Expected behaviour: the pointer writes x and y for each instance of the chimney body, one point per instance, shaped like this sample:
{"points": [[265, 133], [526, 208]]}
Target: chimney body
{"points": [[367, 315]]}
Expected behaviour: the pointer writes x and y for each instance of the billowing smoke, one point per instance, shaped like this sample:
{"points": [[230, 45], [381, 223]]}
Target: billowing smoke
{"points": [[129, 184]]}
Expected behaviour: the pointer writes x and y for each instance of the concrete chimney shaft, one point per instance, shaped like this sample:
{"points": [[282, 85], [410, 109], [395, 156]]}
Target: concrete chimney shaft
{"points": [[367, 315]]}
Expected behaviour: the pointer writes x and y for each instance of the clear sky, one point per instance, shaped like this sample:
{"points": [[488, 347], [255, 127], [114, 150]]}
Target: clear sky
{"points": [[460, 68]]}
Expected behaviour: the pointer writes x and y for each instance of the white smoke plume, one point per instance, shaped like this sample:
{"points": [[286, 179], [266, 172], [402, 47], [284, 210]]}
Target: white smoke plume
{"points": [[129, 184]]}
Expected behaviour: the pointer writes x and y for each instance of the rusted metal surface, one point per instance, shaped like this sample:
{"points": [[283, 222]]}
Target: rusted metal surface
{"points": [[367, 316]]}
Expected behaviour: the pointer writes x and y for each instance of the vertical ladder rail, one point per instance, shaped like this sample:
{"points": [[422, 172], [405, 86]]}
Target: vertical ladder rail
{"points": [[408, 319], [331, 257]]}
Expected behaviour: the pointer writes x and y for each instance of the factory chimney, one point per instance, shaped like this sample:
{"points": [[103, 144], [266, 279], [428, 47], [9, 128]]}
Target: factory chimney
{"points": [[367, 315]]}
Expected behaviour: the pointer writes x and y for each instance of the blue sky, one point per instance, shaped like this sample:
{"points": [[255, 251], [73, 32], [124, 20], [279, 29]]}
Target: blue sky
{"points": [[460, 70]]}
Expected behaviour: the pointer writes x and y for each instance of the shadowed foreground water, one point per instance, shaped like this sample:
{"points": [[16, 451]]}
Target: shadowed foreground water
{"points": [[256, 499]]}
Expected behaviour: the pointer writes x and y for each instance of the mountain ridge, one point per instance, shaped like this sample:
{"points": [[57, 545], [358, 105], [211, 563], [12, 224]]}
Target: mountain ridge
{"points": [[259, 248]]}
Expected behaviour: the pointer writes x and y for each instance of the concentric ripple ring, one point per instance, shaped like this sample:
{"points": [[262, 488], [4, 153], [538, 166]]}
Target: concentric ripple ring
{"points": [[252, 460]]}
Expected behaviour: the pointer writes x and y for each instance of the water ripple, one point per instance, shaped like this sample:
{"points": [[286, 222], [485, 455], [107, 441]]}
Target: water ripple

_What needs to be done_
Output the material again, line for line.

_Written reply_
Expected behaviour: the pointer writes x and y for each instance of the chimney body, one point per instance, shaped like this sample:
{"points": [[265, 133], [526, 208]]}
Target: chimney body
{"points": [[367, 315]]}
Expected behaviour: the pointer writes x and y for each instance of the billowing smoke, one point per instance, shaped like this sample:
{"points": [[230, 45], [381, 223]]}
Target: billowing smoke
{"points": [[129, 184]]}
Expected behaviour: the pointer writes x and y for each instance of the concrete chimney shaft, one point per instance, shaped like this sample:
{"points": [[282, 85], [410, 109], [395, 156]]}
Target: concrete chimney shaft
{"points": [[367, 315]]}
Expected behaviour: the pointer writes x and y for each instance of the clear sky, one point per instance, shaped like this sample:
{"points": [[488, 347], [255, 127], [114, 150]]}
Target: clear sky
{"points": [[460, 68]]}
Expected behaviour: the pointer writes x and y for each instance of the white smoke plume, one point per instance, shaped like this sample:
{"points": [[286, 179], [266, 172], [402, 47], [284, 210]]}
Target: white smoke plume
{"points": [[129, 184]]}
Expected behaviour: the pointer writes x and y for each instance of the rusted metal surface, one point per instance, shaped like this sample:
{"points": [[283, 222]]}
Target: rusted metal surface
{"points": [[367, 316]]}
Expected behaviour: the pointer writes x and y for each instance of the vertical ladder rail, one point per instance, shaped like this sample:
{"points": [[422, 172], [405, 86]]}
Target: vertical ladder rail
{"points": [[408, 319], [331, 257]]}
Expected behaviour: the pointer writes x and y for each instance of the factory chimney, one point per instance, shaped like this sample:
{"points": [[103, 144], [266, 279], [428, 47], [9, 128]]}
Target: factory chimney
{"points": [[367, 315]]}
Expected behaviour: the pointer writes x and y for each instance of the blue sky, one point per instance, shaped like this sample:
{"points": [[255, 251], [73, 32], [124, 20], [279, 29]]}
Target: blue sky
{"points": [[460, 70]]}
Expected behaviour: the pointer writes x and y for each instance of the shadowed foreground water, one point per instance, shaped like this sample:
{"points": [[16, 451]]}
Target: shadowed foreground water
{"points": [[256, 499]]}
Expected behaviour: the pointer writes x and y for each instance of the mountain ridge, one point per instance, shaped like this sample:
{"points": [[57, 545], [358, 105], [211, 563], [12, 224]]}
Target: mountain ridge
{"points": [[259, 248]]}
Expected behaviour: the pointer writes x and y for each instance of the concentric ripple ring, one point per instance, shaped like this sample:
{"points": [[262, 488], [4, 153], [538, 166]]}
Target: concentric ripple ring
{"points": [[252, 460]]}
Expected behaviour: the pointer writes x and y for each instance of the water ripple, one point per instance, shaped like this sample:
{"points": [[286, 222], [485, 455], [107, 441]]}
Target: water ripple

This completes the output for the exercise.